• 26
    bu cezanın iki olumlu tarafı var;

    1- bu kriz fırsata çevrilip eldeki çöp yerliler ve sneijder ve muslera dışındaki yabancılar:gerçi bunlar da gitmek isteyebilir satılarak mali açıdan rahatlanılabilir ve gidenlerin yerleri genç türk ve avrupalılarlar doldurulabilir. bunu yapmak için yeni bir yönetime ve genç bir hocaya ihtiyaç var.

    2- takım lig yarışında geri kaldığı için uefa ceza vermese de seneye şampiyonlar ligi'ne gidemeyecekti. elemeler de dahil edildiğinde daha fazla maç oynanan ve daha az para kazanılan avrupa ligi'nde oynamamak, yeni kurulacak bir takım için olumlu olur. böylece takım kendini sadece lige odaklayabilir.

    benzer bir durum 2011 yılında olmuştu hatırlarsanız. takım o kadar kötüydü ki avrupa kupalarına katılacak hak kazanamamıştı. yeni gelen ünal aysal yönetimi ve fatih terim'le yeni yapılanmaya giden takıma bir çok oyuncu gelmiş ve komple yenilenmiştik. ve o takım sadece lige odaklanarak hem normal sezonu puan farkıyla önde kapatmış, hem de süper finalde şampiyon olmuştu.

    eğer takım şampiyonlar ligine katılacak bir seviyede olsaydı ve bu ceza gelseydi daha çok üzülürdüm ama şimdi o kadar kafaya takımıyorum. sadece şu yukarıdaki 1. maddeya odaklansak zaten öbür sene yine şampiyonlar ligi'nden devam edebiliriz. ben enseyi karatmıyorum.
  • 27
    olan oldu artık yapacak bir şey yok. inşallah bu sene es kaza türkiye kupasını alırızda önümüzdeki sene çekeriz cezayı. bir musibet bin nasihattan iyidir istediğin kadar uyar bu cezanın yarattığı etkiyi yaratmazdı. şimdi sıkıyorsa dikkat etme. artık yapılanma şart eline fırsat geçti avrupa gibi bir hedefin yok kadroyu gençleştirmek için bir fırsat. ama tabi bunu yapabilecek teknik direktör bulmak mesele hadi buldun o teknik direktöre sabredecek taraftar nerede en ufak bir sıkıntı da arkasında duracak yönetim nerede.
  • 29
    +1 veya 2 sene şeklinde olmamasından dolayı ehven-i şer yani kötülerin en iyisi olan olasılığın gerçekleşmesi.

== Veri Kümesi İçeriği ==
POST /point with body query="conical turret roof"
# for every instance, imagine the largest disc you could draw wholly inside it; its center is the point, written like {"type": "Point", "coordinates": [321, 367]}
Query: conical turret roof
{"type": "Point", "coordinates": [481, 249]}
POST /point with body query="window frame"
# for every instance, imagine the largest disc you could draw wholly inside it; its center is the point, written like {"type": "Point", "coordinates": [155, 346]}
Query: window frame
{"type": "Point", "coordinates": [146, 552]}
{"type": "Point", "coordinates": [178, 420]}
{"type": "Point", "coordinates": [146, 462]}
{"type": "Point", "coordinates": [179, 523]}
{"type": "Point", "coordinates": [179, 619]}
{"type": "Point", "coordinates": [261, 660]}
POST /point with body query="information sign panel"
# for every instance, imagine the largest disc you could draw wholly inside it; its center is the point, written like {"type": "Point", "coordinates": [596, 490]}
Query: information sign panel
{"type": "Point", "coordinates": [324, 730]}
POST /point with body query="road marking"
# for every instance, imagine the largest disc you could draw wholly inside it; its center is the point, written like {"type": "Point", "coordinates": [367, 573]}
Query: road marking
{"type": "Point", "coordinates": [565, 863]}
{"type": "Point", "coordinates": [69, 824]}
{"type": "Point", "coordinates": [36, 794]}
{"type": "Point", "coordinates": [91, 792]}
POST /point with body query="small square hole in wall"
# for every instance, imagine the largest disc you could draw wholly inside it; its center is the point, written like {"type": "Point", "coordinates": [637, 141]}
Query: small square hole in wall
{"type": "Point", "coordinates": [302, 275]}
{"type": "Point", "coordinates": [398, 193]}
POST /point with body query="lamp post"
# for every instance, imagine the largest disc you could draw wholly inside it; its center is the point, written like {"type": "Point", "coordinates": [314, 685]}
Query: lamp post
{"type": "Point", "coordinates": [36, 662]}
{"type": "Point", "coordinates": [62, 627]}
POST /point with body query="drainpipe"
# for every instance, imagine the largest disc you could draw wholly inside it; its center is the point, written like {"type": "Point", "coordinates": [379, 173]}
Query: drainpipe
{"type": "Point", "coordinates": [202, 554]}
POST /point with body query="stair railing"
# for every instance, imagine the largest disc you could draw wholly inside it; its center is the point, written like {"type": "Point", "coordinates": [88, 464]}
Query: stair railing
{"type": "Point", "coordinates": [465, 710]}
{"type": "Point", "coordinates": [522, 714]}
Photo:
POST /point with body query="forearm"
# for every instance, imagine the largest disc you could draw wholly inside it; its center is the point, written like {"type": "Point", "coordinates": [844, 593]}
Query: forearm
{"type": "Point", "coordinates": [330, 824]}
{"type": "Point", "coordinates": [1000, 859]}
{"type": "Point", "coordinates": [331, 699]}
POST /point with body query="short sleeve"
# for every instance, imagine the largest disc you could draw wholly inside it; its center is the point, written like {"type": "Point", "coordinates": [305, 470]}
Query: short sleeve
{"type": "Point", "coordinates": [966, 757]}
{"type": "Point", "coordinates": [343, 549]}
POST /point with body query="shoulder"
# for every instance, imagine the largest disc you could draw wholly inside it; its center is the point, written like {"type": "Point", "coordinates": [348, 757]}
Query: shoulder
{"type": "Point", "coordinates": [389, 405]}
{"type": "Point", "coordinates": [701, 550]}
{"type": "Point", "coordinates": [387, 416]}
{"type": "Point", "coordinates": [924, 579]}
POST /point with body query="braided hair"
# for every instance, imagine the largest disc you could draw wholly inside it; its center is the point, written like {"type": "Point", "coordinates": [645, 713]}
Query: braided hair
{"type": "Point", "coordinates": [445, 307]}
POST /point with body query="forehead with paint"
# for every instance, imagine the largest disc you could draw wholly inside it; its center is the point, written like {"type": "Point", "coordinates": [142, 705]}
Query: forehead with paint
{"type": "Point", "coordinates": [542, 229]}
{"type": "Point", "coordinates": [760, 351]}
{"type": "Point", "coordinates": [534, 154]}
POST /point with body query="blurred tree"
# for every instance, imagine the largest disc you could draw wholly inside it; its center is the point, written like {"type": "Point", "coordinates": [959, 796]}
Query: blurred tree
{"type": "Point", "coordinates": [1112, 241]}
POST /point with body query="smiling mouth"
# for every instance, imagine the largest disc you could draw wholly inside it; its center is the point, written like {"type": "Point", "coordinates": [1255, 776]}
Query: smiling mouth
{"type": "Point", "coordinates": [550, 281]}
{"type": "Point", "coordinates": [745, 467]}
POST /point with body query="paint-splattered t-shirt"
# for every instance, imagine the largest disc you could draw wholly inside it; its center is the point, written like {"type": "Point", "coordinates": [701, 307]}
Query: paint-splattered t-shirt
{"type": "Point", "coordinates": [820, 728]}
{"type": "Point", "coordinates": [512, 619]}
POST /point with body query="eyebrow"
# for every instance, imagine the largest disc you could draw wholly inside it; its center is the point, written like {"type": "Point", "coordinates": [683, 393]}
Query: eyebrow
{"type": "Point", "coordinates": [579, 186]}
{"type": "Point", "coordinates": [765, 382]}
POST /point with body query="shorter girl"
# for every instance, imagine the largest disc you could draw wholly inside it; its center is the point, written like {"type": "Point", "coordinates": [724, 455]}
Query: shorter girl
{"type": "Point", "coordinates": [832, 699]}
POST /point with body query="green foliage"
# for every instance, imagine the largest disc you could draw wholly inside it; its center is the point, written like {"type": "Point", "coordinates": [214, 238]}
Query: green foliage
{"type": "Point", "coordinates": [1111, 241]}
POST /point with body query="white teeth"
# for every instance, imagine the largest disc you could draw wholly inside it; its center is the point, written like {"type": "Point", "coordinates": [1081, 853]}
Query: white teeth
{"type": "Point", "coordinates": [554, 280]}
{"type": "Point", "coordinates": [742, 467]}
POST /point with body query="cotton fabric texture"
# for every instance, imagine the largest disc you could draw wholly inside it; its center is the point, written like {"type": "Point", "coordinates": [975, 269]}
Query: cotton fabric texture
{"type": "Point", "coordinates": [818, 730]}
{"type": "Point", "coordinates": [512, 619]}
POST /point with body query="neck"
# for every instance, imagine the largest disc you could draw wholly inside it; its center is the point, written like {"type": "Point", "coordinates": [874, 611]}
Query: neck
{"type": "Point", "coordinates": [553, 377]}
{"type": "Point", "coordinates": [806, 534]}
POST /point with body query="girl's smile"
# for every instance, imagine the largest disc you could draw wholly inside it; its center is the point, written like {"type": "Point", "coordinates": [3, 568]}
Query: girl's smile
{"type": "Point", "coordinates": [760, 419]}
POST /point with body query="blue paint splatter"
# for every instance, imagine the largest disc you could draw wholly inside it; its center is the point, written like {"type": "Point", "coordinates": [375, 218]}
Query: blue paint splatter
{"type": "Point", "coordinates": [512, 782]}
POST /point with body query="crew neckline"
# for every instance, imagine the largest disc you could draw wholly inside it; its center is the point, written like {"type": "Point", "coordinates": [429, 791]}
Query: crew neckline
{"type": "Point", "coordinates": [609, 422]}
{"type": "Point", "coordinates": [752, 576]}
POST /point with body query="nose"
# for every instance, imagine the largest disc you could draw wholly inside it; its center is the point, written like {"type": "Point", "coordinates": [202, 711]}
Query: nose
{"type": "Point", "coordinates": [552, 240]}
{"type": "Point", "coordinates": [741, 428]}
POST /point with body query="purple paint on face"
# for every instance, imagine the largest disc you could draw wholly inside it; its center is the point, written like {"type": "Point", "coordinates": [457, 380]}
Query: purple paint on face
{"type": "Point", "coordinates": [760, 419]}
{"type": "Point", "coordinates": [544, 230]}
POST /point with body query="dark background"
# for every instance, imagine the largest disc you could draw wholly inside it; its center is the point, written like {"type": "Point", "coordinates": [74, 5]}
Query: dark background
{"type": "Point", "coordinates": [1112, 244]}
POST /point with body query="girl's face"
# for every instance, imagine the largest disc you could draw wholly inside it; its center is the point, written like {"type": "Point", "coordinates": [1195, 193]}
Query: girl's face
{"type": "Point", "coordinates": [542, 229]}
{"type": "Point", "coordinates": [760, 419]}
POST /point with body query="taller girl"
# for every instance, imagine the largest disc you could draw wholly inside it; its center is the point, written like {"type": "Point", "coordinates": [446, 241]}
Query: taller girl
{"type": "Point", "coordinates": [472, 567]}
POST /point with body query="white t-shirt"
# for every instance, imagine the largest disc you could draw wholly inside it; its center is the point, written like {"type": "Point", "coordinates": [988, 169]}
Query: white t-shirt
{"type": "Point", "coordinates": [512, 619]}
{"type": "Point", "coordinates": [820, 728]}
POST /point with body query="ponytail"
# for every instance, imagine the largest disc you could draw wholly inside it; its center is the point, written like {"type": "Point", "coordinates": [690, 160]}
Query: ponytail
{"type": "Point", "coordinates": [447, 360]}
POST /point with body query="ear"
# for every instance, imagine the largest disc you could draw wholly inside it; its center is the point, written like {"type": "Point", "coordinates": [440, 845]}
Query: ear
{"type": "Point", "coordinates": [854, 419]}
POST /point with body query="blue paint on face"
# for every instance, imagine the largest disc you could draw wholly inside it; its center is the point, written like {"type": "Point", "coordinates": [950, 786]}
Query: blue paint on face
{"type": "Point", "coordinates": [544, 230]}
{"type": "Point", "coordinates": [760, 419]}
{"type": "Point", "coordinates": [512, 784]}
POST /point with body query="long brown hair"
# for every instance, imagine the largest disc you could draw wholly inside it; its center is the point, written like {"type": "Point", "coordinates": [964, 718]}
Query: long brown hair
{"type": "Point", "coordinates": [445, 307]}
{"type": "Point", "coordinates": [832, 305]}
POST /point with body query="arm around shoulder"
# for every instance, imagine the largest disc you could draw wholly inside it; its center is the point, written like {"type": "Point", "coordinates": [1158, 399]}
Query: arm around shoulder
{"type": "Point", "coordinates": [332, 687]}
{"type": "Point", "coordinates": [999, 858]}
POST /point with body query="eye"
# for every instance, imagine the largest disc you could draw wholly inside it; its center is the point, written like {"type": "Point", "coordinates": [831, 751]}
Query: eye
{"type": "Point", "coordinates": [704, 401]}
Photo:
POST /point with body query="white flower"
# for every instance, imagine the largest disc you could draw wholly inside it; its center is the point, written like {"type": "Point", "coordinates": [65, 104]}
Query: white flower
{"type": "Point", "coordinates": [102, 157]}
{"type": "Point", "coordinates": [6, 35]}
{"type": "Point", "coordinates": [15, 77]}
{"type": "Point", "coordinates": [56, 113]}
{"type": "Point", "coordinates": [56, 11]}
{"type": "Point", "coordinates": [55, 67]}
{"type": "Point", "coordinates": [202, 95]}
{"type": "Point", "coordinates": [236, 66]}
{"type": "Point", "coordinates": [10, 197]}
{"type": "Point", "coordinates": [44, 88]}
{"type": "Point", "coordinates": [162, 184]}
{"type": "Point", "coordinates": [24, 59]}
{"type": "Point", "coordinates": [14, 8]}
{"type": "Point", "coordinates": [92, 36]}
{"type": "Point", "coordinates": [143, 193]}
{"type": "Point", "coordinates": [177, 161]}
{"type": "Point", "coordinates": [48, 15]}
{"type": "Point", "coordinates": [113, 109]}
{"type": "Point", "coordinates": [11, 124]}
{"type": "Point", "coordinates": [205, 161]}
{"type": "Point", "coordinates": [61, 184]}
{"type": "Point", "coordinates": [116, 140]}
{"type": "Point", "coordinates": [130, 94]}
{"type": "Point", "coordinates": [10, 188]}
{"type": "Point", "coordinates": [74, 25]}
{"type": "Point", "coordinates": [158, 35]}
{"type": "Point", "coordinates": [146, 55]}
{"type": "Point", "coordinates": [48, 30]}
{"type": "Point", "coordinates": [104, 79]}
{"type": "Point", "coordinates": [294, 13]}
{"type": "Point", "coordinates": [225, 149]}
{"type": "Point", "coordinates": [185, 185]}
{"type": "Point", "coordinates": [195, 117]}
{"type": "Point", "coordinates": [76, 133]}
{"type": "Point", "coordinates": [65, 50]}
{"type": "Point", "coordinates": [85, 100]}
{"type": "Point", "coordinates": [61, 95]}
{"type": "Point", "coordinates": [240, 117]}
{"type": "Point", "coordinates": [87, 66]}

== Yapılacak Çalışmalar ==
A. Seçilen metinde yer alan "böylece takım kendini sadece lige odaklayabilir." cümlesini İngilizceye çeviriniz.
B. Seçilen metinde adı geçen kişilerin tamamını sıralayınız.

== Çözüm Listesi ==
A. This way, the team can focus solely on the league.

B.
sneijder
muslera
ünal aysal
fatih terim